I see the red number one on the Facebook
message icon. A message from my
daughter. Maybe she wants to
chat. I chat with my children by
appointment all the time—it’s just easier that way, and I have the comfort of
knowing I’m not interrupting anything.
I click on the message. Something about a wedding expo in two
weeks. OMG! A wedding expo!! My daughter is getting married? She wants me to accompany her to a
wedding fair? Of course I can go. Whatever I am scheduled to do vaporizes into irrelevance. I rearrange my life to seize another of the milestones that bejewel my
life in abundance. After all, I am “retired.”
From that moment, I am consumed with
thoughts about the wedding, and the support we might give our daughter and her
fiancé. I think about how lucky
they are in each other, and the solid foundation they have built for their life
together. I think too about
marriage. My marriage. Our marriage.
My husband and I have made it to
thirty-seven years and counting.
How did we get here?
I wonder what I have learned about marriage over the yearsn that I might
share with my daughter as she prepares for a conjugal life. A few nuggets, maybe:
1.
To love is to be happy with.
This line from Barry Neil Kaufman (author of Son Rise) has been inscribed in my heart since I read it more than
thirty years ago. Love means
unconditional acceptance of the other person. Period.
It has nothing to do with, “I will love you if . . .” It has no affiliation with change,
either.
2.
Delight in each other always. Focus on each other’s qualities. Say “Thank you” every day.
3.
Assume the positive. People are well-intentioned. Actions that might mystify are often
grounded either in habit and taste or in a rationale meant to enhance life.
4.
Pay attention to the details. Love comes alive in the smiles, casual
touches, kisses good-bye, inquiries, and countless small intimacies that knit
each stitch of love into a garment that warms and binds forever.

EXERCISE TASKS
**A.** Rewrite the marriage essay from "Assume the positive." to "and binds forever.", substituting "quilt" for "garment".
**B.** According to the marriage essay, how many years has the writer's marriage lasted so far?
The listing that comes next is separate material with no connection to the marriage essay.

(Dataset records)

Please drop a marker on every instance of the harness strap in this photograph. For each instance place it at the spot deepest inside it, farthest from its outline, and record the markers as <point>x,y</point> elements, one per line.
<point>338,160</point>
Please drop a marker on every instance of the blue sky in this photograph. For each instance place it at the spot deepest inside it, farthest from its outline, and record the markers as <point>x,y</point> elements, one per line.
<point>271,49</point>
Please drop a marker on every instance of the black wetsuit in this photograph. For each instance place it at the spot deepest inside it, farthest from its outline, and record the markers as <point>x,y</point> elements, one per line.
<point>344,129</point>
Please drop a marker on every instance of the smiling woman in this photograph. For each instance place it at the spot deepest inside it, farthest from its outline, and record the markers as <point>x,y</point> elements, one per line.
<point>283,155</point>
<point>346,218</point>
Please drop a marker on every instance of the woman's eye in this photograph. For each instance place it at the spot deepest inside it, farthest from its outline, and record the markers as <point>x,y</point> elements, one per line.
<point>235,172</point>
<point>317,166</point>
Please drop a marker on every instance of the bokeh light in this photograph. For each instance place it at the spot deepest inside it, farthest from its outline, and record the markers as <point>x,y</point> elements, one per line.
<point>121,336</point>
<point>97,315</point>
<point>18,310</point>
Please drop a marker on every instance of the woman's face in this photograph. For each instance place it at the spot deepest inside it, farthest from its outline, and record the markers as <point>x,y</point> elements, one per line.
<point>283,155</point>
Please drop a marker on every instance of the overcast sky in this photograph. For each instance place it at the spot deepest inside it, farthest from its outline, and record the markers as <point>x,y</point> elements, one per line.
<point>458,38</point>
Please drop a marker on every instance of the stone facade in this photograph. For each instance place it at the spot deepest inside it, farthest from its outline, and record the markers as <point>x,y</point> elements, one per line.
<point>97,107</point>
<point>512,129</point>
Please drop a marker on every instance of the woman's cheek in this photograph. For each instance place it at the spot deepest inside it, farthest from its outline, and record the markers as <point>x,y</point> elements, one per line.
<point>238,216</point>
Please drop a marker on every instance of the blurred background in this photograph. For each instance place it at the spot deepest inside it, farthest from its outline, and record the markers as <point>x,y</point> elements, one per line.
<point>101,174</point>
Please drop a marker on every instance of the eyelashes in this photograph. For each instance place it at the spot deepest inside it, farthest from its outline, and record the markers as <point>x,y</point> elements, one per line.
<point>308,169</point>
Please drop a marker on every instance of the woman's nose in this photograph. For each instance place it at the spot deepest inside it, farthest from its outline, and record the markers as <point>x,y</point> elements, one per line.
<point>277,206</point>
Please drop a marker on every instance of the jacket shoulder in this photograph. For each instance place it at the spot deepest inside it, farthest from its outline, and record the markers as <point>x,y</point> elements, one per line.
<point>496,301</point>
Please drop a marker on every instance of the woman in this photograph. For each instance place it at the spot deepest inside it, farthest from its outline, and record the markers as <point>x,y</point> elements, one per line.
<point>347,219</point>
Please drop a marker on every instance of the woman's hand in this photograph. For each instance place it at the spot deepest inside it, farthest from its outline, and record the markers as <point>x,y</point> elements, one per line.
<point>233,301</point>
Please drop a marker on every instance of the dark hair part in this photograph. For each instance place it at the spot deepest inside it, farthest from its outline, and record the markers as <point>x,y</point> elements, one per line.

ANSWERS FOR THE EXERCISE
**A.**
Assume the positive. People are well-intentioned. Actions that might mystify are often
grounded either in habit and taste or in a rationale meant to enhance life.
4.
Pay attention to the details. Love comes alive in the smiles, casual
touches, kisses good-bye, inquiries, and countless small intimacies that knit
each stitch of love into a quilt that warms and binds forever.

**B.** Thirty-seven years and counting.